Langlebig und leistungsstark


In der Ferkelerzeugung geht es nicht allein um große Würfe. Die Nutzungsdauer ist für den Betriebserfolg ebenso wichtig. Als Richtschnur kann eine Lebensleistung von 75 aufgezogenen Ferkeln in fünf bis sechs Würfen gelten.

Für eine erfolgreiche Ferkelerzeugung sollten die Landwirte nicht nur die Zahl der Ferkel je Sau und Jahr im Blick haben, sondern auch die Lebensleistung ihrer Tiere. Die Sauen sollen Wurf für Wurf viele vitale und frohwüchsige Ferkel großziehen. Wenn sie dagegen vorzeitig ausscheiden, ist das schlecht für die Tiere, aber auch fürs Portemonnaie.

75 Ferkel in sechs Würfen

Als Richtschnur kann eine Lebensleistung von mindestens 75 aufgezogenen Ferkeln in fünf bis sechs Würfen gelten. In dieser Hinsicht sind die heimischen Betriebe auf einem guten Weg: Die Auswertungen des Rheinischen Erzeugerringes für Qualitätsferkel ergaben beispielsweise für 2018/19 eine Lebensaufzuchtleistung je Sau von 73,8 Ferkeln in durchschnittlich 5,5 Würfen. Bei 2,4 abgeschlossenen Würfen pro Sau und Jahr resultieren daraus Remontierungsraten von gut 40 %. Wenn die Sauen länger fit und leistungsfähig bleiben, sinkt die Rate und die Wirtschaftlichkeit verbessert sich. Allerdings gibt es Grenzen: Mit zunehmendem Alter geht die Aufzuchtleistung der Sauen zurück. Es werden weniger vitale Ferkel geboren, die Milchleistung lässt nach und oft sind nicht mehr alle Zitzen voll funktionstüchtig. Weil die Sauen zudem unbeweglicher werden, steigen die Erdrückungsverluste bei den Ferkeln. Im Ergebnis kommt je nach Leistungsniveau etwa ab dem sechsten Wurf der Zeitpunkt, an welchem eine alte Sau durch eine junge ersetzt werden sollte, weil es in der Regel besser für die Ferkel und den Betrieb ist.

|---|

## Arbeitsauftrag
Gib bitte aus dem Text über die Lebensleistung von Sauen den Abschnitt von „Langlebig und leistungsstark“ bis einschließlich „von 75 aufgezogenen Ferkeln in fünf bis sechs Würfen gelten.“ wortgetreu wieder.

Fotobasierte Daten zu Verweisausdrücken
|---|

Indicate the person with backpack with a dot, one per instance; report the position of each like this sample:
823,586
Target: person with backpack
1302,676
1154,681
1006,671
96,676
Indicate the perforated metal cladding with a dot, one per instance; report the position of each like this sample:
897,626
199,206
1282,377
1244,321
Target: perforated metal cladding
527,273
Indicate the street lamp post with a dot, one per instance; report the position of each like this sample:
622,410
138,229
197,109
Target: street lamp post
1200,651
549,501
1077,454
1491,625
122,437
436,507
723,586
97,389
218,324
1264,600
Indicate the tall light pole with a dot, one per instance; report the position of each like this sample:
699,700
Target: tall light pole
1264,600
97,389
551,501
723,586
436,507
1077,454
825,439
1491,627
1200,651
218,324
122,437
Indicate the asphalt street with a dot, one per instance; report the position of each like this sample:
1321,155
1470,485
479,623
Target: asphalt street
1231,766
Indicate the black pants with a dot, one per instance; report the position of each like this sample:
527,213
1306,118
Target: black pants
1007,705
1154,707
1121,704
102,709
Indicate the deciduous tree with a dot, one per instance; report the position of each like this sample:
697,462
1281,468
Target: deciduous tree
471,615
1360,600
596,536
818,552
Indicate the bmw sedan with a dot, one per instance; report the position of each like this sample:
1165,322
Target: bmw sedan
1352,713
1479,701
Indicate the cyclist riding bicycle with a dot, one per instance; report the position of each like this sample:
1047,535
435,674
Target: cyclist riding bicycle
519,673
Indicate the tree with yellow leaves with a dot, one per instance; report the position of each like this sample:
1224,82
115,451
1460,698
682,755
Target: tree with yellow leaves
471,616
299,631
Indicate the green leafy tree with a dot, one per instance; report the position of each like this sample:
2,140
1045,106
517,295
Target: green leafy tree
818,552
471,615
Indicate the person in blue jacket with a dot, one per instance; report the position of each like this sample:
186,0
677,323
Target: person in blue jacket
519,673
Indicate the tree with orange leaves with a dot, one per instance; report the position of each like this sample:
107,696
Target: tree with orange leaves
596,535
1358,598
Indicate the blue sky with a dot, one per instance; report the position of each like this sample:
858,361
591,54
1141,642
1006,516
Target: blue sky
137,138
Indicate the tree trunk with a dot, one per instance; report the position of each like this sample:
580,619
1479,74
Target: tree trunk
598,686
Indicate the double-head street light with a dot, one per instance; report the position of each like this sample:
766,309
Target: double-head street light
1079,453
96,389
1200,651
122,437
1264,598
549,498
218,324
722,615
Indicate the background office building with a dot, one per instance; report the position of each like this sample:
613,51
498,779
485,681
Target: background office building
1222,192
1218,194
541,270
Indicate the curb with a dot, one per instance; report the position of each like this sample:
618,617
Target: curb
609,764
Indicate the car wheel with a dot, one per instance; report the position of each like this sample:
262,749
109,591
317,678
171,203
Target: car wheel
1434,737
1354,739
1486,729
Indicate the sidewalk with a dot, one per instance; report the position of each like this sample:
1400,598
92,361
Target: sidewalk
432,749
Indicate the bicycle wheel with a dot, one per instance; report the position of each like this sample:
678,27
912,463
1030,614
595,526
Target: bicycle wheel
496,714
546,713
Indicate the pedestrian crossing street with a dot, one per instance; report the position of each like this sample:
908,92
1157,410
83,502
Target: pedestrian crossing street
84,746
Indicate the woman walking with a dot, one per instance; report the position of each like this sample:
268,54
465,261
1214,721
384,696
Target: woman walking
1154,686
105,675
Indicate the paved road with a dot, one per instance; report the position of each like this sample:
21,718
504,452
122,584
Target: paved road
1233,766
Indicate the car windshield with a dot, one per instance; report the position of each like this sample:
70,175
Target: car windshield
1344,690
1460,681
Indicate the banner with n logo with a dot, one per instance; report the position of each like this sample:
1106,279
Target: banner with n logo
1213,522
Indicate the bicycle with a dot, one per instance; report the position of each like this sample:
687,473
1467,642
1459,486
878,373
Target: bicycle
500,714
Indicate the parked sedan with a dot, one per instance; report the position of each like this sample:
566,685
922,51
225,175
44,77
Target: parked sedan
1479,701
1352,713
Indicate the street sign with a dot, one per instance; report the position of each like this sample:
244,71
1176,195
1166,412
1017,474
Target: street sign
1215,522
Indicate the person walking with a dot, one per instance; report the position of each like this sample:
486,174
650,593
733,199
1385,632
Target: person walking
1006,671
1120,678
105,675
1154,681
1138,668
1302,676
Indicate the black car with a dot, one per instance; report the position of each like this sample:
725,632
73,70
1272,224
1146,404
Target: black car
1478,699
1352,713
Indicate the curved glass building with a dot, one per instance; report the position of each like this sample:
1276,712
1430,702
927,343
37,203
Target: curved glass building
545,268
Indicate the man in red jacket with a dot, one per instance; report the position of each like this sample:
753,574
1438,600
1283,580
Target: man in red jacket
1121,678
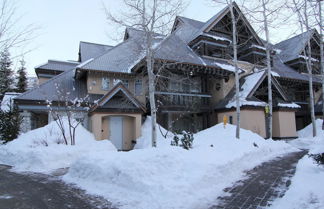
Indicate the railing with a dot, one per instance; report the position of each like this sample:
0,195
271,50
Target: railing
190,101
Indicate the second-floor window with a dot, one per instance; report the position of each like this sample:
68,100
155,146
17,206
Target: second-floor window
138,87
125,82
105,83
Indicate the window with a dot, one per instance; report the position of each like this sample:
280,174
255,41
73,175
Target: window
138,87
105,83
231,120
125,82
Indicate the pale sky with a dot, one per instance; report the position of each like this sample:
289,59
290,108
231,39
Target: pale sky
64,23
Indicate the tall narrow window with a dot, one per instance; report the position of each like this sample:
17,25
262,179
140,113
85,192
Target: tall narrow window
105,83
138,87
125,82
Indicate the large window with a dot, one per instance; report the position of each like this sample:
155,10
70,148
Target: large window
125,82
105,83
138,87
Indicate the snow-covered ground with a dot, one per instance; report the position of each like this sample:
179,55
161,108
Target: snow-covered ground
307,188
42,149
162,177
171,177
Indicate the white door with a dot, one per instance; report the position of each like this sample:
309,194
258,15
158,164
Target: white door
116,131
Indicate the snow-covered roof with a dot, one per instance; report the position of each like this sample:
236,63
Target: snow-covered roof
110,101
292,47
57,65
65,81
285,71
89,50
289,105
249,85
123,57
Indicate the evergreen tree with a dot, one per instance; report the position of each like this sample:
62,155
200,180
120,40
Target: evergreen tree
6,79
22,77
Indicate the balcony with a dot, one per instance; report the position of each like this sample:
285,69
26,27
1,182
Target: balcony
183,101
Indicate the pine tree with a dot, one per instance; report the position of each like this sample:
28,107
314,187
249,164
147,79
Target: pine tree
22,77
6,79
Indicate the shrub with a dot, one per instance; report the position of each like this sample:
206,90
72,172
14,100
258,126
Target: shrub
186,140
9,125
319,158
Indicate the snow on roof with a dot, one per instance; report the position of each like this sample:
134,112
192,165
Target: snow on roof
58,65
246,89
257,46
7,101
84,63
250,83
292,47
92,50
289,105
216,37
273,73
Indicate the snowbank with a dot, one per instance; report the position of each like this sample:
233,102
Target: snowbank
306,190
171,177
306,139
42,149
307,132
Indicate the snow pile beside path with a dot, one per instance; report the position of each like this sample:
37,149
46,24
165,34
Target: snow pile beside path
306,190
306,139
42,149
171,177
307,132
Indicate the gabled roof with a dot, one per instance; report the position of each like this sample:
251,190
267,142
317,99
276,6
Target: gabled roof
216,18
248,86
89,50
293,47
284,71
56,65
107,101
123,57
48,91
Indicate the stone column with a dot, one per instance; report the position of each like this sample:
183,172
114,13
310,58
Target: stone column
26,122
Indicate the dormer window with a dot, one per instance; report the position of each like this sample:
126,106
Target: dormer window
105,83
138,87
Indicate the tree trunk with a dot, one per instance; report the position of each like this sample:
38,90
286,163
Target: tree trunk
265,21
237,83
322,56
310,75
151,79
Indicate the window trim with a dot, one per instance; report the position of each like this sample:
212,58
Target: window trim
141,89
102,83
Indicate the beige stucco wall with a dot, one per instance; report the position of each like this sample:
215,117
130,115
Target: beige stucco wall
317,95
131,127
253,120
284,124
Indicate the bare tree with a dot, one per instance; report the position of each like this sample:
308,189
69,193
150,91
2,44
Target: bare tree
149,16
12,34
64,110
234,19
302,10
266,13
320,24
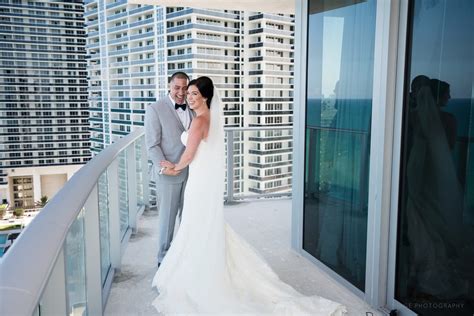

|---|

## Ergebnis
Langlebig und leistungsstark


In der Ferkelerzeugung geht es nicht allein um große Würfe. Die Nutzungsdauer ist für den Betriebserfolg ebenso wichtig. Als Richtschnur kann eine Lebensleistung von 75 aufgezogenen Ferkeln in fünf bis sechs Würfen gelten.